## [EXCERPTED TEXT]
After last year's protests in China over the textbook there was a forum at the University of California-Berkeley School of Journalism to discuss the flaring of China/Japan tensions. Is this where the idea for your collaborative story was born?
Lee Wang: Emily and I were both thinking on parallel tracks and the forum was really what brought us together. What struck me about the forum was how dug in everyone was. It was attended mostly by visiting journalists from China and Japan, a group that is normally pretty mild-mannered. But the gloves were off at this discussion. And everyone seemed to have ten retorts for every argument they heard. I was particularly struck by how much the Chinese scholars seemed to know about the Japanese textbook approval process.
Emily Taguchi: I had wanted to cover the growing willingness to revise the Japanese constitution for some time. I was amazed to see every recent poll showing how people in their twenties -- people who were two generations removed from the war and only knew peace and prosperity -- were the most willing to walk away from the peace clause. Then in April the protests in China erupted over the textbooks. That was when Lee and I started talking about covering the story from both sides.
This is the first time that FRONTLINE/World has done a story told by two reporters in two different countries. How did you prepare for and divide the work?
Lee: Emily and I both wanted to focus on how twenty-something's were leading the new surge in nationalism. So we knew that we needed parallel characters. We lucked out with Chen and Kuroishi. We also had some parallels built into our itineraries. We were both anchored in the centers of power (Beijing and Tokyo) but made trips to cities that are emblematic of the war (Nanjing and Hiroshima).
Emily: In our pre-reporting, we had discussed the different elements and scenes we wanted to capture. One of the central ideas was to try to show how the lives of the young people in China and Japan are increasingly similar. With the economic growth in China over the last decade, the youth in both countries are surrounded by the same brands, the same busy lifestyle, and the same cosmopolitan environment. Yet they feel such antagonism for each other. Once we were in our respective countries, we kept in touch through e-mail and phone and discussed the people we met and the elements we thought would fit into the story.
The story is very cerebral in nature. What sort of obstacles did you face in trying to tell the story visually?
Emily: For me, it was a challenge to find the right central character. I had known through press reports and anecdotes about the willingness torevise the constitution and the growing feeling of resentment towards China, but those are opinions, and not something people wear on their sleeves. I also wanted to find someone who was intelligent and articulate, and couldn't be easily written off as belonging to the far right wing. After searching through student organizations across university campuses in Tokyo, I met Kentaro. He was very open to voicing his opinions on camera, and allowing us to follow him.
Do you think you could have reported the story as successfully if you didn't have family and history tied to each respective country?
Lee: My family ties really complicated the reporting for me. The bitterness towards Japan runs pretty deep in my family. My father grew up under Japanese occupation in Shanghai, so I grew up with a lot of horror stories. I always had to make sure to keep our Rottweiler away from my great-grandmother, who was petrified of dogs (the Japanese used dogs to terrify -- and sometimes mutilate -- Chinese civilians).

## [WHAT THIS EXERCISE ASKS]
• 1. Answer these questions using the interview about reporting on China and Japan, each on its own line:
(a) At which school was the forum on China/Japan tensions held?
(b) Which two cities emblematic of the war did the reporters visit?
(c) Under what circumstances did Lee's father grow up in Shanghai?
• 2. According to the interview about reporting on China and Japan, list every city where the two reporters were anchored or to which they made trips.
• 3. Carry on the interview about reporting on China and Japan, beginning right after its final sentence.

## [ENTRIES]
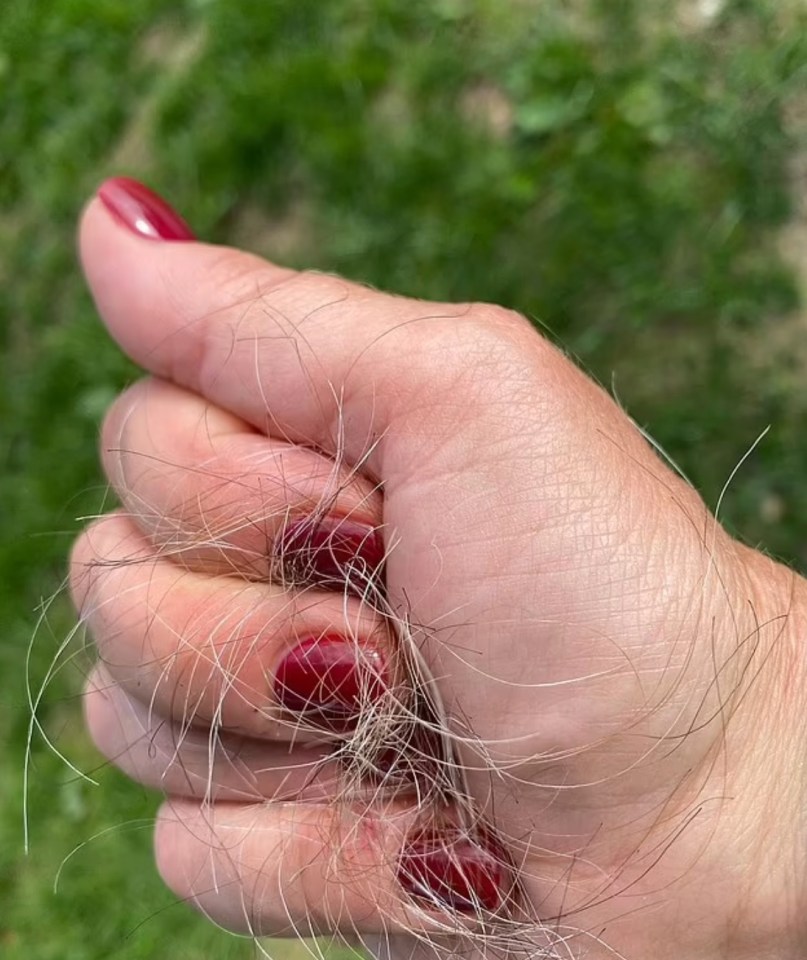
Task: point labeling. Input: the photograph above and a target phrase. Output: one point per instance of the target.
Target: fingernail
(331, 552)
(142, 211)
(453, 871)
(328, 679)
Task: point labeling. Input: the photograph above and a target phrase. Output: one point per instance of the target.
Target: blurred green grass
(620, 174)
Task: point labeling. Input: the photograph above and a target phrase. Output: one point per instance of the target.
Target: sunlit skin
(624, 682)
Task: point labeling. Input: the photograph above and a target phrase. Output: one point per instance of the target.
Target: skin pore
(353, 523)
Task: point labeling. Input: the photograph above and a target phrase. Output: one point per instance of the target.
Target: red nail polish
(328, 679)
(331, 552)
(452, 870)
(142, 211)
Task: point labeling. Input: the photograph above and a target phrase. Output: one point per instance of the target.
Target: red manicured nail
(142, 211)
(331, 552)
(328, 679)
(453, 871)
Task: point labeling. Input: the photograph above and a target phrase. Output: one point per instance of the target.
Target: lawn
(625, 172)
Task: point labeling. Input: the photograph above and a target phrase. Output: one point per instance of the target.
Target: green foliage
(619, 178)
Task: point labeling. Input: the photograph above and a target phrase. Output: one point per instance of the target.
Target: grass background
(627, 172)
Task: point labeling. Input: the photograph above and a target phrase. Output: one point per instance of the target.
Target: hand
(624, 684)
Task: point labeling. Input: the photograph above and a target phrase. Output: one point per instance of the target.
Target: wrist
(766, 754)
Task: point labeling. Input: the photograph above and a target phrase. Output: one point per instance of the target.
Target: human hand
(623, 683)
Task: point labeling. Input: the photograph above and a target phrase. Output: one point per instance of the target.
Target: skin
(632, 676)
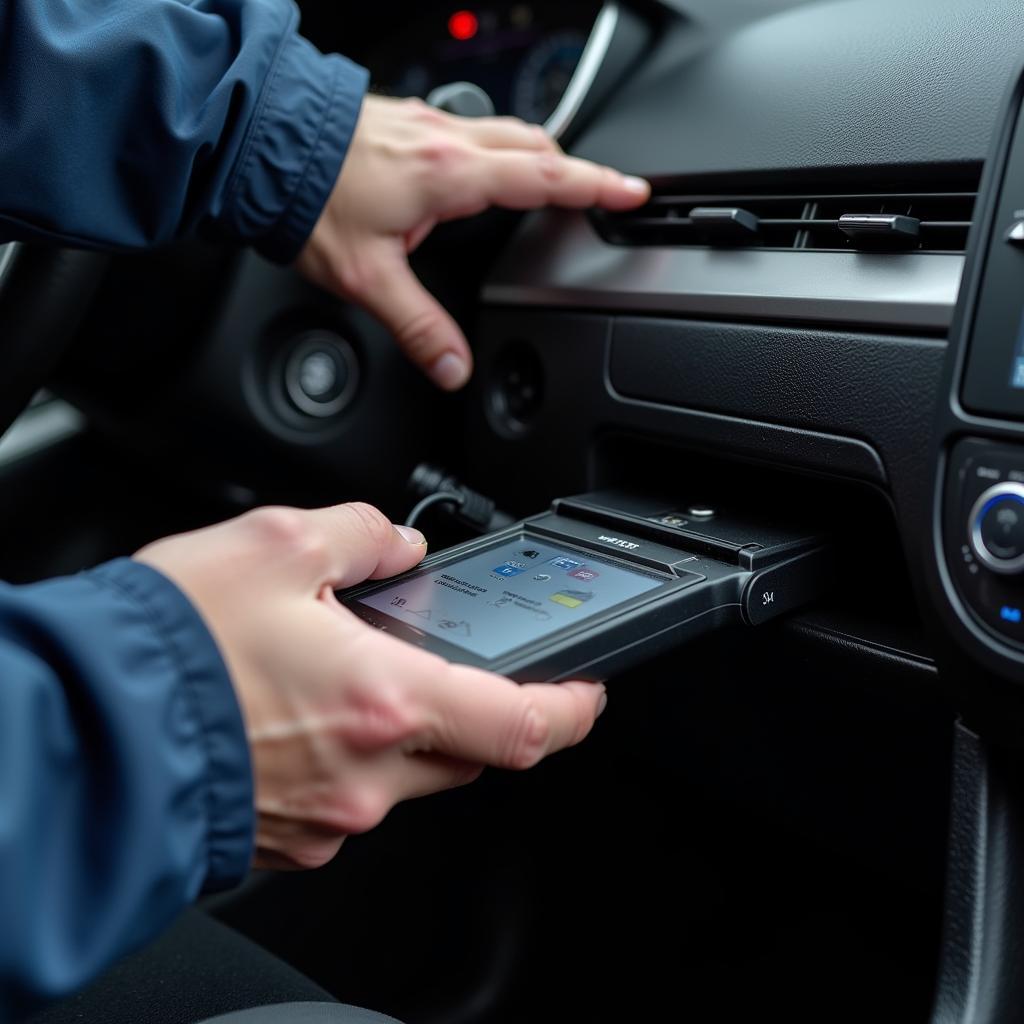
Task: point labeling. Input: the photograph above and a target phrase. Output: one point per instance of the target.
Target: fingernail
(410, 535)
(450, 372)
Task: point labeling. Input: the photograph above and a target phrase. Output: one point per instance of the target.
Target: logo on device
(565, 563)
(510, 568)
(620, 543)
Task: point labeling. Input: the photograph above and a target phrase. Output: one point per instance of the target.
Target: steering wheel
(44, 293)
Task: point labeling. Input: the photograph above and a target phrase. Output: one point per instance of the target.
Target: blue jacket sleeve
(130, 123)
(125, 780)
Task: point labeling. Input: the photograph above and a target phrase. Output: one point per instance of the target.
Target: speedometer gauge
(545, 75)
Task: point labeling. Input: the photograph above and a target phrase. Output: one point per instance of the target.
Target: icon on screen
(509, 569)
(565, 563)
(460, 626)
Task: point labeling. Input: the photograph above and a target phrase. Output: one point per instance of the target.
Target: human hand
(344, 721)
(411, 167)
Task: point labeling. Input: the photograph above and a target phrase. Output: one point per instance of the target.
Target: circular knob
(996, 528)
(322, 374)
(464, 98)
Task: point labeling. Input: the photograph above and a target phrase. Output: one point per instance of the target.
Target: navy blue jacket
(125, 782)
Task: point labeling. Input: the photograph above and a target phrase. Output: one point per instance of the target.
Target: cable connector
(434, 485)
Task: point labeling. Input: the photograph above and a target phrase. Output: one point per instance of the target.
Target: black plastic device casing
(717, 570)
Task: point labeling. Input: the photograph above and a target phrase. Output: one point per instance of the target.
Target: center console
(978, 459)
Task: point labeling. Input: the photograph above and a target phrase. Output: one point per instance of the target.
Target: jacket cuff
(229, 793)
(297, 142)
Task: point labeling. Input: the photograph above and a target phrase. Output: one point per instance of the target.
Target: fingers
(525, 180)
(422, 774)
(423, 329)
(360, 543)
(339, 546)
(484, 719)
(506, 133)
(423, 705)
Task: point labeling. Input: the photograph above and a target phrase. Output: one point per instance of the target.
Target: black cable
(438, 498)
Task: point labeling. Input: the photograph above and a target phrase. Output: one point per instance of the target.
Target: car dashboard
(769, 332)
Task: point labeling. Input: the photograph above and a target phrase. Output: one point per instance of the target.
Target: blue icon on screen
(565, 563)
(509, 568)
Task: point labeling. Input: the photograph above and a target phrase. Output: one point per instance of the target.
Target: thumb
(361, 544)
(425, 332)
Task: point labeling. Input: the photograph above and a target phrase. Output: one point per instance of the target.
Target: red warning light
(463, 25)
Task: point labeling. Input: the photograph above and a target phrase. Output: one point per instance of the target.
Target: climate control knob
(996, 528)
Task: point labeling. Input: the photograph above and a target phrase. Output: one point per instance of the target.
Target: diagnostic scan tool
(599, 584)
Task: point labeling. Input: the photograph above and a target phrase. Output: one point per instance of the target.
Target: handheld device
(599, 583)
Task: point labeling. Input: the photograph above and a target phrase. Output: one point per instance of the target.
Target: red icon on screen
(463, 25)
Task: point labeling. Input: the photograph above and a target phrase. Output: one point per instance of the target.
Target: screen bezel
(453, 652)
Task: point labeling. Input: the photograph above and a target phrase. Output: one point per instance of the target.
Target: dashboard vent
(893, 221)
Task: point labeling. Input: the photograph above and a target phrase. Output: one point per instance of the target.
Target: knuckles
(287, 530)
(359, 809)
(374, 526)
(528, 738)
(379, 717)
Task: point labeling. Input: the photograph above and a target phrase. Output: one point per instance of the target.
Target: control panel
(984, 532)
(977, 554)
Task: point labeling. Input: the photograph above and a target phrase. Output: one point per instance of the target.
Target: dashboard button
(996, 528)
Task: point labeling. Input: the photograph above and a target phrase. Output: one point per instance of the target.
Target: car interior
(816, 318)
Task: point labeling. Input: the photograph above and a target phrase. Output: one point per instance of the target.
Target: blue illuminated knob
(996, 528)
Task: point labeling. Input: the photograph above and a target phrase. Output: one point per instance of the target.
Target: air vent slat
(804, 222)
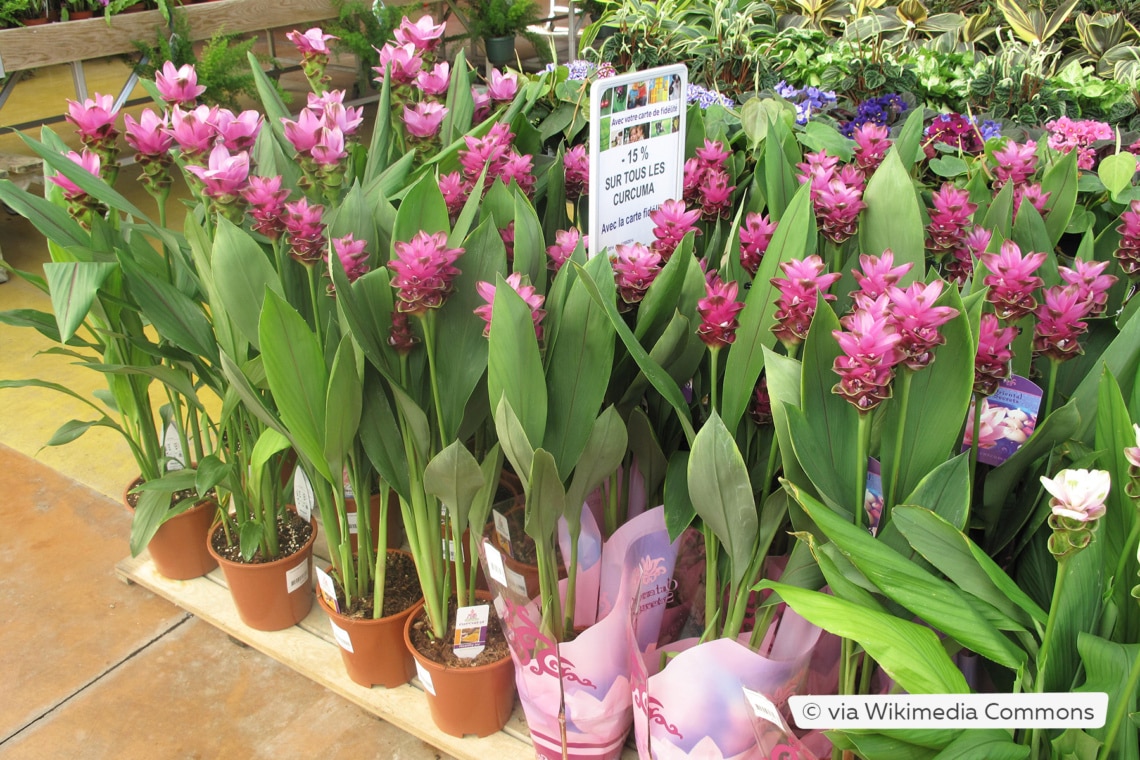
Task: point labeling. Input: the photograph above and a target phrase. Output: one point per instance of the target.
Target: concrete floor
(95, 668)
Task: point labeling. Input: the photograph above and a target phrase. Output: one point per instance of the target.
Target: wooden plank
(31, 47)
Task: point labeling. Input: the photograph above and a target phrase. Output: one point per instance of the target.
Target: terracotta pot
(270, 596)
(379, 655)
(178, 548)
(465, 700)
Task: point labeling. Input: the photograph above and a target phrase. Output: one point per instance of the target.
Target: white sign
(636, 153)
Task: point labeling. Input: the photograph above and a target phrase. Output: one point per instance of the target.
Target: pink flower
(424, 120)
(423, 271)
(503, 87)
(1091, 283)
(436, 82)
(304, 231)
(718, 311)
(803, 282)
(312, 42)
(266, 201)
(532, 297)
(917, 320)
(94, 119)
(1012, 280)
(1059, 328)
(672, 222)
(576, 164)
(149, 136)
(178, 87)
(1079, 495)
(755, 236)
(991, 364)
(226, 176)
(352, 255)
(89, 162)
(865, 367)
(423, 34)
(566, 242)
(635, 267)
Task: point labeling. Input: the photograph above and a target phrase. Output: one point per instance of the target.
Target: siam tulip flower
(1012, 280)
(225, 177)
(1016, 163)
(718, 311)
(865, 367)
(879, 274)
(424, 34)
(352, 255)
(871, 145)
(992, 361)
(1059, 327)
(755, 237)
(424, 120)
(672, 222)
(1091, 283)
(635, 267)
(266, 201)
(799, 288)
(503, 87)
(917, 320)
(576, 164)
(237, 132)
(566, 243)
(434, 83)
(529, 294)
(304, 231)
(178, 87)
(837, 209)
(422, 271)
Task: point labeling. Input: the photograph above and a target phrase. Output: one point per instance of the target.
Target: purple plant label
(471, 630)
(1004, 421)
(872, 498)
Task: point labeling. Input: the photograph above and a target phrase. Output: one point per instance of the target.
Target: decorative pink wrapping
(588, 679)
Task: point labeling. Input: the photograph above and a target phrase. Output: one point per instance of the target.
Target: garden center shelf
(310, 650)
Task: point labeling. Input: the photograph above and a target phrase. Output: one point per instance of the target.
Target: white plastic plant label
(303, 498)
(342, 636)
(425, 678)
(295, 578)
(495, 564)
(172, 447)
(471, 630)
(327, 589)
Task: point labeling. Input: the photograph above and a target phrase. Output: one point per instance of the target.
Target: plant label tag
(172, 447)
(327, 590)
(341, 636)
(1006, 421)
(295, 578)
(503, 530)
(303, 498)
(495, 568)
(471, 630)
(425, 678)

## [EXERCISE RESULTS]
• 1.
(a) The University of California-Berkeley School of Journalism.
(b) Nanjing and Hiroshima.
(c) Under Japanese occupation.

• 2. Beijing, Tokyo, Nanjing, Hiroshima

• 3.
Given that background, I was mildly offended by some of the reporting done last spring that depicted protesters as being party drones. I think there's a lot more at work here than just angling for political advantage. There are decades of deep hurt motivating the nationalism in China. And on some level, I agree with Chen that this pain was "passed down to our generation."
But I found that I also had to check myself whenever I was interviewing people this summer -- because there's a thin line between the desire for historical vindication and boarish pride. And as China gets a taste of its new power, there's a real danger that its history of victimization could become the foundation for an ugly new sense of national identity.
Emily: I feel passionately about this story because it is about my country, and about an issue I care deeply about. I do think it would have been a challenge to report in Japan as an outsider, because relationships count so much there.
Lee has an interview with an older Chinese woman who remembers the war, yet understands that China must forgive the past. Emily, were you able to talk with any war vets at the Hiroshima memorial who had a similar understanding about why the U.S. dropped the atomic bombs on Japan? What did the vets think of China's uproar over the Nanjing Massacre in textbooks?
Emily: The war veterans we spoke to in Hiroshima view the use of nuclear weapons as something that should never be repeated. One had become an activist, speaking to schoolchildren about his experience. Another talked about why Article 9 (which renounces war and the maintenance of land, sea, and air forces) must be kept intact. They did also acknowledge the wrongfulness of Japanese acts during the war.
One of your web links points to an online exhibit of the Nanjing Massacre put together at Princeton, which includes the iconic photo of the baby crying on the train tracks. Are these photos that most Chinese and Japanese students have seen? Are they iconic in each respective country?
Lee: This photo was pretty ubiquitous this summer. I saw it in the museum in Nanjing and the museum in Beijing. It was also used in television commercials advertising specials on the war anniversary. So it's definitely a well-known image for Chinese students.
Emily: I think one of the unintended consequences of the textbook controversy is that it has, at least for the moment, brought the Nanjing Massacre to the forefront. The issue also resurfaces time and again; whenever Japanese government officials or politicians makes controversial statements, neighboring countries demand an apology for Japan's wartime actions. So I do think that Japanese students know about the killings, but I don't think the photograph itself is as well-known there.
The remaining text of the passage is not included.